Copy all of the data below word for word, leaving every line unchanged.

--- START OF MATERIAL ---

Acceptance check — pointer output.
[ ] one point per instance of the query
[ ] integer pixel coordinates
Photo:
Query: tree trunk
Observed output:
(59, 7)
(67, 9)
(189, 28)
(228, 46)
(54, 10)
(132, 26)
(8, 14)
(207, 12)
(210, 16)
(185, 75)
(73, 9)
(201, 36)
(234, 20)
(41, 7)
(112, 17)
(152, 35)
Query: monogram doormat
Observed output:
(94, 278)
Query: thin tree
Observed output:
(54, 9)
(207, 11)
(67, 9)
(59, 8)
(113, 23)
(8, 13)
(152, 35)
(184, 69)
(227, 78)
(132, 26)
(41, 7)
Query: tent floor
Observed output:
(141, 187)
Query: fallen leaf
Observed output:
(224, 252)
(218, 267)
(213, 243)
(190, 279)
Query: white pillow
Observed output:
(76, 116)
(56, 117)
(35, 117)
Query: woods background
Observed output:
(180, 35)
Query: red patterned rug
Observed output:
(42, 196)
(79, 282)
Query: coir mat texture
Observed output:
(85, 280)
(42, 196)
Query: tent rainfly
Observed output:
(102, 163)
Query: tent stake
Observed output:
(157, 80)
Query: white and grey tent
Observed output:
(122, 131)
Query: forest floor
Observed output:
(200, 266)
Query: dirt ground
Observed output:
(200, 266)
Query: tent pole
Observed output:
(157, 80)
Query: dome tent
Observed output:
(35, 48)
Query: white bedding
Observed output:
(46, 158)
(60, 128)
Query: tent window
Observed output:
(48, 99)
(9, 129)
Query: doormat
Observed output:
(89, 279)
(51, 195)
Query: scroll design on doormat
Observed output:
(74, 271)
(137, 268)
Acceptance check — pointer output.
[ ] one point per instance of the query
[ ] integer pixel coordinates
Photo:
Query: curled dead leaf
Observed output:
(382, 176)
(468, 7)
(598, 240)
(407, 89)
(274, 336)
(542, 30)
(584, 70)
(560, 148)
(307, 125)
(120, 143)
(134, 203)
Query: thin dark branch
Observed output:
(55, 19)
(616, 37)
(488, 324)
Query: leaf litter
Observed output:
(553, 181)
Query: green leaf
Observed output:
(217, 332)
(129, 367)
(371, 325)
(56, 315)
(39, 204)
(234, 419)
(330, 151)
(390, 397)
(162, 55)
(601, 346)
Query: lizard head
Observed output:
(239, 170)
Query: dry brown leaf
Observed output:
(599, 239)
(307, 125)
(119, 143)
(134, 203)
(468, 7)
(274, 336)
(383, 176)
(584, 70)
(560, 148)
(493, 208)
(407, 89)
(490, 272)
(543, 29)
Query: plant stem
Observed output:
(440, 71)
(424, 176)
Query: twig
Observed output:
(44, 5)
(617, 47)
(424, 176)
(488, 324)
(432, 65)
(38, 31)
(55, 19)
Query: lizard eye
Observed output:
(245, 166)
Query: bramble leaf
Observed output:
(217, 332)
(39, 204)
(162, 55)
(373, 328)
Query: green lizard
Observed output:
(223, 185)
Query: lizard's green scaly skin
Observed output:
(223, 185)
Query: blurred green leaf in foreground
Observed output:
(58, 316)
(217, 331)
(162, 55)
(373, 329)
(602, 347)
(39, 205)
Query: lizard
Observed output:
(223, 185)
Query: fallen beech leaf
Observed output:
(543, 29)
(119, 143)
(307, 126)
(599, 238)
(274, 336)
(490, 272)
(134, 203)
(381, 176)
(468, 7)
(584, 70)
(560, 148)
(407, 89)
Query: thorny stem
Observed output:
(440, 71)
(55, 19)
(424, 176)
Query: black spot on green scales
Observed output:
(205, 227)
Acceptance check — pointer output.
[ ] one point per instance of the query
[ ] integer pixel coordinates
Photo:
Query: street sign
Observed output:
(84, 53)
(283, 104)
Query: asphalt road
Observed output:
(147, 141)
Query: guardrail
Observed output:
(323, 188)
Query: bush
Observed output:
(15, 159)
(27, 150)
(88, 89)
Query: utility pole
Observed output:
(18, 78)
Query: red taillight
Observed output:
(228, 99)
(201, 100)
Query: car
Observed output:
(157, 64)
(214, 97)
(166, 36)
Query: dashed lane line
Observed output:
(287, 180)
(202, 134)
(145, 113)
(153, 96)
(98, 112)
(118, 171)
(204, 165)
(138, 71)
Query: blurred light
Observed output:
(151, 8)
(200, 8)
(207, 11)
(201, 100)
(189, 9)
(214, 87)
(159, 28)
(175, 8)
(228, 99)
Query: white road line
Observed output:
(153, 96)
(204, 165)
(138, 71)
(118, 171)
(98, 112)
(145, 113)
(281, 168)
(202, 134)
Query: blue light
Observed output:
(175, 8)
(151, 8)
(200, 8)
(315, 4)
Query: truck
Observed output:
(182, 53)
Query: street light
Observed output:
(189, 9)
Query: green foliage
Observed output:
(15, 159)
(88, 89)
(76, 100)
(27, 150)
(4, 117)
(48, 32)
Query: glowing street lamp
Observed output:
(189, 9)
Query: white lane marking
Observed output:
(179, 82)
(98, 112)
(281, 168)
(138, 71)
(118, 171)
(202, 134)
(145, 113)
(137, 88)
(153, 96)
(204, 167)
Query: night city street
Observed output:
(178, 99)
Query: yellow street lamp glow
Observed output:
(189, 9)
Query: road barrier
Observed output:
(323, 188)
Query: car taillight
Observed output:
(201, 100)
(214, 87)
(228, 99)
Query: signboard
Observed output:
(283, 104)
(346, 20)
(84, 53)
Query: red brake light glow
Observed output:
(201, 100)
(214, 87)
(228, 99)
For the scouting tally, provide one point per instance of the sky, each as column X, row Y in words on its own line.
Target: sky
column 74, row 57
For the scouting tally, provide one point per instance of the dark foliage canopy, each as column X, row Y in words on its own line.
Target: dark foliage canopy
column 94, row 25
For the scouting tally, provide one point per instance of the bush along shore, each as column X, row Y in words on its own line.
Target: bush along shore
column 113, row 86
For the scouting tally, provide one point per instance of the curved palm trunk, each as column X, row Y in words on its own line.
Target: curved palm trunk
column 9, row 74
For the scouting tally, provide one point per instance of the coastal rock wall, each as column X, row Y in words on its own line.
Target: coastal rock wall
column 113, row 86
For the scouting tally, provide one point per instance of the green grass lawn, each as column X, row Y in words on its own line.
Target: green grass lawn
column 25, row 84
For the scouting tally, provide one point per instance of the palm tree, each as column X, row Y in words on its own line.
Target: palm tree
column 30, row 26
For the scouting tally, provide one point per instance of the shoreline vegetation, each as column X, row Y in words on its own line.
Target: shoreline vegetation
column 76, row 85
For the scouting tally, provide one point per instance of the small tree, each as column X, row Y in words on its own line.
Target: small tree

--- END OF MATERIAL ---

**WRITTEN SOLUTION:**
Acceptance check — pointer output.
[ ] one point per instance of the query
[ ] integer pixel coordinates
Photo:
Query: tree trunk
Observed output:
(59, 7)
(67, 9)
(189, 28)
(228, 46)
(54, 10)
(132, 26)
(8, 14)
(207, 12)
(210, 16)
(185, 75)
(73, 9)
(201, 36)
(234, 20)
(41, 7)
(112, 17)
(152, 35)
Query: monogram doormat
Observed output:
(94, 278)
Query: thin tree
Observed output:
(54, 9)
(207, 11)
(67, 9)
(59, 8)
(113, 23)
(8, 13)
(152, 35)
(184, 69)
(227, 78)
(132, 26)
(41, 7)
Query: tent floor
Observed output:
(141, 187)
Query: fallen leaf
Observed output:
(224, 252)
(218, 267)
(213, 243)
(190, 279)
Query: white pillow
Observed output:
(76, 116)
(56, 117)
(35, 117)
Query: woods background
Observed output:
(180, 35)
Query: red patterned rug
Observed output:
(42, 196)
(79, 282)
Query: coir mat texture
Observed output:
(85, 280)
(42, 196)
Query: tent rainfly
Observed output:
(102, 163)
Query: tent stake
Observed output:
(157, 80)
Query: white and grey tent
Observed output:
(122, 131)
Query: forest floor
Observed output:
(200, 266)
Query: dirt ground
Observed output:
(200, 266)
Query: tent pole
Observed output:
(157, 80)
Query: dome tent
Observed output:
(35, 48)
Query: white bedding
Observed output:
(46, 158)
(60, 128)
Query: tent window
Observed output:
(48, 99)
(9, 129)
Query: doormat
Observed output:
(89, 279)
(51, 195)
Query: scroll design on doormat
Observed output:
(74, 271)
(137, 268)
Acceptance check — pointer output.
[ ] one point per instance of the query
[ ] integer pixel coordinates
Photo:
Query: curled dead leaf
Observed output:
(382, 176)
(468, 7)
(598, 240)
(407, 89)
(274, 336)
(542, 30)
(584, 70)
(560, 148)
(307, 125)
(120, 143)
(134, 203)
Query: thin dark branch
Observed output:
(55, 19)
(616, 37)
(488, 324)
Query: leaf litter
Observed output:
(553, 181)
Query: green leaf
Observed output:
(217, 332)
(129, 367)
(371, 325)
(56, 315)
(39, 204)
(234, 419)
(330, 151)
(390, 397)
(162, 55)
(601, 346)
Query: lizard head
Observed output:
(239, 170)
Query: dry brown leaf
Observed output:
(599, 239)
(307, 125)
(119, 143)
(134, 203)
(468, 7)
(274, 336)
(383, 176)
(584, 70)
(560, 148)
(493, 208)
(407, 89)
(490, 272)
(543, 29)
Query: plant stem
Observed output:
(440, 71)
(424, 176)
Query: twig
Observed output:
(44, 5)
(617, 47)
(424, 176)
(488, 324)
(432, 65)
(38, 31)
(55, 19)
Query: lizard eye
Observed output:
(245, 166)
Query: bramble leaf
Observed output:
(217, 332)
(39, 204)
(162, 55)
(373, 328)
Query: green lizard
Observed output:
(223, 185)
Query: lizard's green scaly skin
Observed output:
(223, 185)
Query: blurred green leaf in foreground
Observed output:
(58, 316)
(217, 331)
(162, 55)
(373, 329)
(602, 347)
(39, 205)
Query: lizard
Observed output:
(223, 185)
Query: fallen beech leaf
Observed output:
(543, 29)
(119, 143)
(307, 126)
(599, 238)
(274, 336)
(490, 272)
(134, 203)
(381, 176)
(468, 7)
(584, 70)
(560, 148)
(407, 89)
Query: thorny stem
Observed output:
(440, 71)
(55, 19)
(424, 176)
Query: black spot on green scales
Observed output:
(205, 227)
Acceptance check — pointer output.
[ ] one point per instance of the query
[ ] integer pixel coordinates
Photo:
Query: street sign
Observed output:
(84, 53)
(283, 104)
Query: asphalt road
Observed output:
(147, 141)
Query: guardrail
Observed output:
(323, 188)
Query: bush
Observed output:
(15, 159)
(27, 150)
(88, 89)
Query: utility pole
Observed output:
(18, 78)
Query: red taillight
Observed output:
(228, 99)
(201, 100)
Query: car
Observed output:
(157, 64)
(214, 97)
(166, 36)
Query: dashed lane line
Observed output:
(287, 180)
(202, 134)
(145, 113)
(153, 96)
(98, 112)
(118, 171)
(204, 165)
(138, 71)
Query: blurred light
Observed output:
(151, 8)
(200, 8)
(207, 11)
(201, 100)
(189, 9)
(214, 87)
(159, 28)
(175, 8)
(228, 99)
Query: white road line
Observed output:
(153, 96)
(204, 165)
(138, 71)
(118, 171)
(98, 112)
(145, 113)
(281, 168)
(202, 134)
Query: blue light
Observed output:
(175, 8)
(151, 8)
(200, 8)
(315, 4)
Query: truck
Observed output:
(182, 53)
Query: street light
Observed output:
(189, 9)
Query: green foliage
Observed output:
(15, 159)
(88, 89)
(76, 100)
(27, 150)
(4, 117)
(48, 32)
Query: glowing street lamp
Observed output:
(189, 9)
Query: white lane marking
Observed output:
(179, 82)
(98, 112)
(281, 168)
(138, 71)
(118, 171)
(202, 134)
(145, 113)
(137, 88)
(153, 96)
(204, 167)
Query: night city street
Observed output:
(178, 99)
Query: yellow street lamp glow
Observed output:
(189, 9)
Query: road barrier
Observed output:
(323, 188)
Query: car taillight
Observed output:
(201, 100)
(214, 87)
(228, 99)
Query: signboard
Observed output:
(283, 104)
(346, 20)
(84, 53)
Query: red brake light glow
Observed output:
(201, 100)
(214, 87)
(228, 99)
For the scouting tally, provide one point per instance of the sky, each as column X, row Y in words on its own line.
Target: sky
column 74, row 57
For the scouting tally, provide one point per instance of the dark foliage canopy, each as column X, row Y in words on its own line.
Target: dark foliage canopy
column 94, row 25
For the scouting tally, provide one point per instance of the bush along shore, each as column X, row Y in words on its own line.
Target: bush along shore
column 113, row 86
For the scouting tally, provide one point per instance of the curved palm trunk, each as column X, row Y in words on its own line.
Target: curved palm trunk
column 9, row 74
For the scouting tally, provide one point per instance of the coastal rock wall, each as column X, row Y in words on its own line.
Target: coastal rock wall
column 113, row 86
For the scouting tally, provide one point per instance of the green grass lawn, each as column X, row Y in words on its own line.
Target: green grass lawn
column 25, row 84
For the scouting tally, provide one point per instance of the palm tree, each as column X, row Y in words on its own line.
Target: palm tree
column 30, row 26
For the scouting tally, provide one point per instance of the shoreline vegetation, each as column X, row Y in words on its own line.
Target: shoreline vegetation
column 76, row 85
For the scouting tally, provide one point per instance of the small tree, each as column X, row Y in words on its own line.
Target: small tree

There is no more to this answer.